- [EXTRACT TO READ]
☆ ☆ ☆

This story first appeared in a Colorado Community Media newspaper. Support CCM’s neighborhood news. The Colorado Sun is an owner of CCM.
A controversial plan to pipe water from the San Luis Valley to Douglas County may be seeing new life after the county’s commissioners recently met behind closed doors to discuss the proposal again.
Four months after announcing they wouldn’t use federal COVID-19 funds on the plan from Renewable Water Resources, or RWR, the commissioners heard a legal update on the project from the county’s outside counsel, Steve Leonhardt, on Sept. 13.
Leonhardt, who recently met with RWR, provided advice and a piece of “work product” for commissioners to review.
“We intend to provide the public with more input and information about any additional discussion with RWR once each of us has had an opportunity to look at that work product,” Commissioner Abe Laydon said during the public portion of the meeting.
In May, Laydon made the decisive vote not to use a portion of the county’s $68 million in American Rescue Plan Act money on the proposal. However, he said he was still interested in continuing to look at the project.

☆ ☆ ☆

- [TASKS TO COMPLETE]
1/ In the Douglas County water article, who is the county's outside counsel?
2/ Pick up the Douglas County water article after its final sentence and keep writing it.
The entries that follow come from a separate source and are unrelated to the Douglas County water article.

- [DATA]
☆ ☆ ☆

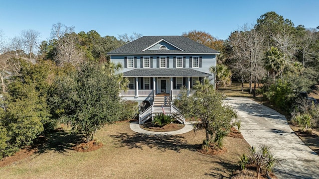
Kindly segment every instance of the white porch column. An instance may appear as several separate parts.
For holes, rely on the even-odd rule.
[[[139,78],[135,77],[135,97],[139,97]]]
[[[170,88],[169,88],[169,90],[170,91],[169,91],[169,93],[171,92],[172,90],[173,90],[173,77],[170,77]],[[172,95],[172,94],[170,94],[170,95]]]
[[[153,77],[153,90],[154,90],[154,97],[156,95],[156,82],[155,77]]]

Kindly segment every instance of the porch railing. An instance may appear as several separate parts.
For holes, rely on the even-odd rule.
[[[120,95],[125,96],[135,96],[135,90],[129,90],[125,91],[124,90],[121,90],[120,92]]]
[[[152,94],[153,90],[139,90],[139,95],[148,96]]]
[[[153,90],[139,90],[139,95],[142,96],[147,96],[152,95]],[[129,90],[126,92],[124,90],[121,90],[120,92],[121,96],[135,96],[135,90]]]

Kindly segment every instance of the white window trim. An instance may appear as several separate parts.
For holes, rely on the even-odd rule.
[[[194,67],[194,58],[197,57],[198,59],[198,67]],[[191,58],[191,68],[199,68],[199,56],[192,56]]]
[[[145,67],[145,58],[149,58],[149,67]],[[151,68],[151,57],[150,56],[143,56],[143,68]]]
[[[177,84],[179,84],[177,83],[177,78],[179,78],[179,79],[181,79],[181,86],[180,86],[180,88],[182,88],[183,87],[183,85],[184,85],[184,84],[183,84],[183,77],[176,77],[176,87],[177,89]]]
[[[150,77],[144,77],[144,80],[143,81],[143,87],[144,87],[144,89],[145,89],[145,79],[149,79],[149,83],[148,84],[149,84],[149,87],[150,87],[150,88],[149,88],[149,89],[146,89],[146,90],[150,90],[150,89],[151,89],[151,78]]]
[[[196,78],[196,80],[194,79],[194,78]],[[196,84],[196,82],[198,81],[199,81],[199,77],[192,77],[192,79],[191,79],[191,86],[193,86],[195,84]]]
[[[165,58],[165,67],[161,67],[160,66],[161,61],[160,59],[162,58]],[[160,68],[167,68],[167,59],[166,56],[160,56]]]
[[[181,57],[181,67],[177,67],[177,57]],[[184,62],[183,61],[184,61],[184,57],[183,56],[176,56],[176,62],[176,62],[176,64],[175,64],[175,66],[176,67],[176,68],[183,68],[183,65],[184,65],[184,64],[183,64]]]
[[[132,58],[133,59],[133,67],[129,67],[129,58]],[[134,56],[128,56],[127,57],[127,64],[128,64],[128,68],[134,68],[134,67],[135,67],[135,64],[134,64],[135,63],[135,60],[134,60]]]
[[[163,48],[161,48],[162,47],[163,47]],[[159,47],[159,50],[168,50],[168,49],[167,49],[167,48],[166,47],[166,45],[160,45],[160,47]]]
[[[131,82],[131,80],[130,80],[130,79],[133,79],[133,80],[132,82]],[[132,84],[133,84],[133,90],[136,89],[135,88],[135,78],[134,78],[134,77],[129,77],[129,81],[130,81],[130,83],[129,83],[129,85],[128,85],[129,86],[128,87],[129,87],[129,90],[132,90],[132,89],[130,89],[130,85],[131,85]]]

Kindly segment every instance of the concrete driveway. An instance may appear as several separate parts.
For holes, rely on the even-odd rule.
[[[319,179],[319,156],[294,134],[285,116],[246,97],[225,102],[238,111],[240,131],[251,146],[272,147],[280,161],[273,170],[279,179]]]

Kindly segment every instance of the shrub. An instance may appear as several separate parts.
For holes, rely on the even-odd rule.
[[[297,113],[297,115],[293,116],[293,121],[298,126],[303,127],[303,131],[306,132],[308,128],[310,128],[312,126],[312,116],[308,113],[304,113],[301,114]]]
[[[133,100],[122,100],[121,102],[123,110],[120,113],[119,119],[122,120],[135,118],[139,110],[139,103]]]
[[[274,154],[271,152],[271,147],[263,145],[257,151],[256,148],[253,146],[251,152],[253,154],[253,160],[256,165],[256,178],[260,178],[262,169],[265,169],[267,172],[271,172],[274,165],[277,162],[277,159],[275,157]]]
[[[239,165],[240,166],[240,169],[241,170],[245,170],[246,164],[248,164],[250,163],[249,158],[248,158],[246,154],[243,154],[240,157],[238,157],[238,159],[239,159],[238,163],[239,163]]]
[[[221,148],[223,146],[223,140],[224,137],[229,133],[228,130],[218,130],[216,131],[215,134],[215,139],[214,142],[215,146],[219,148]]]
[[[154,125],[157,125],[161,127],[166,124],[170,123],[174,121],[174,118],[173,118],[173,117],[171,116],[160,113],[157,114],[154,117],[154,119],[152,121],[152,123]]]

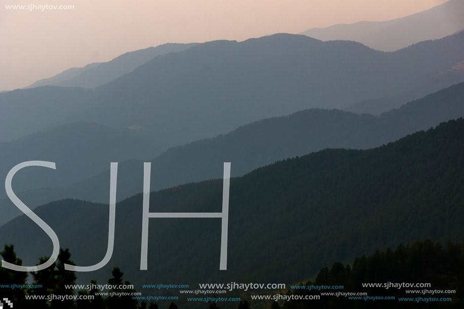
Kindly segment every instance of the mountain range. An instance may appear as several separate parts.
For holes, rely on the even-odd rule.
[[[196,45],[168,43],[130,52],[107,62],[91,63],[82,68],[68,69],[49,78],[37,80],[25,88],[47,85],[95,88],[132,71],[157,56],[180,52]]]
[[[464,29],[463,16],[464,2],[450,0],[401,18],[313,28],[300,34],[323,41],[355,41],[374,50],[393,52],[421,41],[441,38]]]
[[[139,286],[153,280],[296,282],[333,261],[396,244],[462,241],[463,168],[461,118],[378,148],[326,149],[233,178],[226,272],[219,271],[221,224],[214,218],[150,219],[148,271],[139,270],[138,194],[116,205],[110,262],[78,275],[82,282],[103,282],[118,266]],[[152,192],[150,211],[220,211],[222,185],[211,180]],[[77,265],[103,258],[107,205],[62,200],[35,212]],[[0,227],[0,243],[14,244],[25,265],[51,252],[50,239],[25,215]]]
[[[464,80],[463,55],[464,32],[394,53],[285,34],[215,41],[159,56],[93,90],[0,94],[0,141],[87,121],[150,131],[165,150],[308,108],[420,98]]]

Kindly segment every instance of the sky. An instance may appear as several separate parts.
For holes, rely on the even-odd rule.
[[[447,0],[0,1],[3,91],[164,43],[241,41],[340,23],[389,20]],[[11,5],[26,6],[21,10]]]

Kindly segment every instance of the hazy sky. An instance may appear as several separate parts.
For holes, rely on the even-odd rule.
[[[0,90],[168,42],[240,41],[388,20],[447,1],[1,0]],[[10,5],[35,6],[32,11],[7,10]],[[37,9],[46,5],[74,9]]]

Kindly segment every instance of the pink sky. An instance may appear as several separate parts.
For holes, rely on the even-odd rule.
[[[73,67],[172,42],[243,40],[315,27],[383,21],[447,0],[2,0],[0,91]],[[7,10],[4,5],[74,5]]]

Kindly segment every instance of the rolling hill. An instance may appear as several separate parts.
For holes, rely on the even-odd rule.
[[[141,127],[176,146],[308,108],[420,98],[464,80],[463,55],[464,32],[394,53],[285,34],[215,41],[155,57],[93,90],[1,94],[0,141],[85,121]]]
[[[180,52],[196,45],[196,43],[168,43],[156,47],[130,52],[107,62],[91,63],[82,68],[68,69],[49,78],[37,80],[25,88],[41,86],[95,88],[131,72],[157,56]]]
[[[326,148],[378,147],[441,122],[463,116],[464,83],[460,83],[379,116],[311,109],[264,119],[213,139],[170,149],[151,160],[152,170],[156,175],[151,182],[151,190],[220,178],[224,162],[233,162],[232,175],[241,176],[276,161]],[[99,166],[104,167],[105,171],[91,178],[58,188],[49,184],[47,188],[18,190],[17,194],[32,208],[69,198],[107,203],[110,161],[108,159],[105,162],[104,157],[101,159]],[[35,182],[36,188],[43,187],[45,181],[51,184],[53,179],[50,179],[48,175],[57,172],[49,171],[46,174],[43,169],[40,169],[43,173],[37,176],[40,178],[27,179],[30,183]],[[63,175],[70,173],[67,169],[63,171]],[[119,164],[118,200],[141,191],[142,174],[142,161],[133,160]],[[5,196],[5,193],[3,195]],[[0,200],[0,207],[3,213],[8,214],[0,220],[0,225],[21,214],[7,197]]]

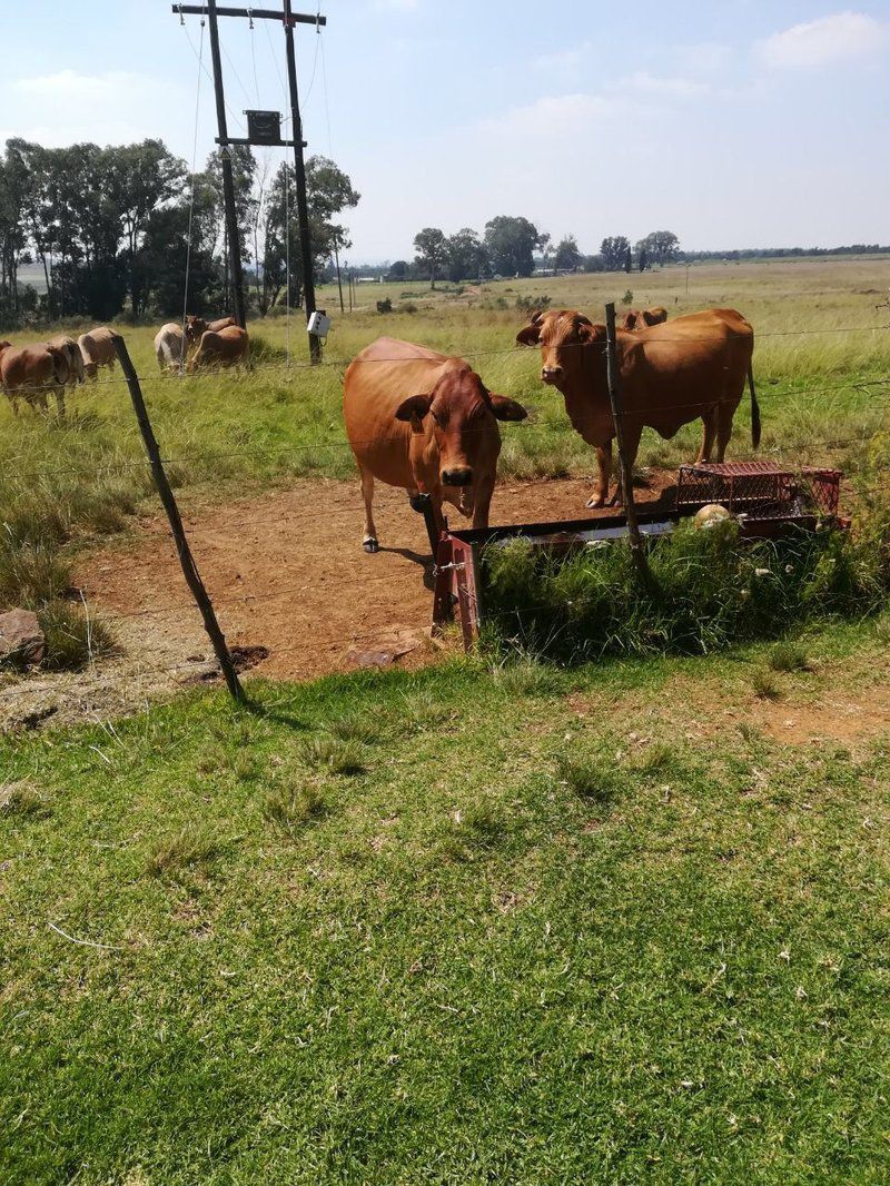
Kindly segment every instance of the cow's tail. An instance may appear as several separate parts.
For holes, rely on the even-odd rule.
[[[748,364],[748,387],[751,391],[751,444],[755,448],[761,444],[761,406],[757,403],[757,393],[754,388],[754,366]]]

☆ ☆ ☆

- [ANSWERS IN ORDER]
1/ Steve Leonhardt

2/
Since then, the county has continued to pay Leonhardt to talk with RWR.
The project from Renewable Water Resources, or RWR, proposes pulling 22,000 acre-feet of water per year from the San Luis Valley, permanently drying up wells in the area, and transporting the water to Douglas County.
The private water developer asked for an initial investment of $10 million with an additional cost of $19,500 per acre-foot of water.
Commissioner George Teal, a longtime supporter of the plan, said during the Sept. 13 meeting that Leonhardt’s advice reflects the current legal and political setting and that things could change in the decades it would take for the project to come to fruition.
“We are talking (about), quite frankly, a generational work project in order to bring water to Douglas County,” he said. “I remain an advocate for proceeding forward with RWR.”
Residents and water districts from the valley, along with politicians and leaders throughout the state, have been strongly against the project, saying there is no extra water to remove from the valley and that the project would irreparably damage the region’s agricultural community.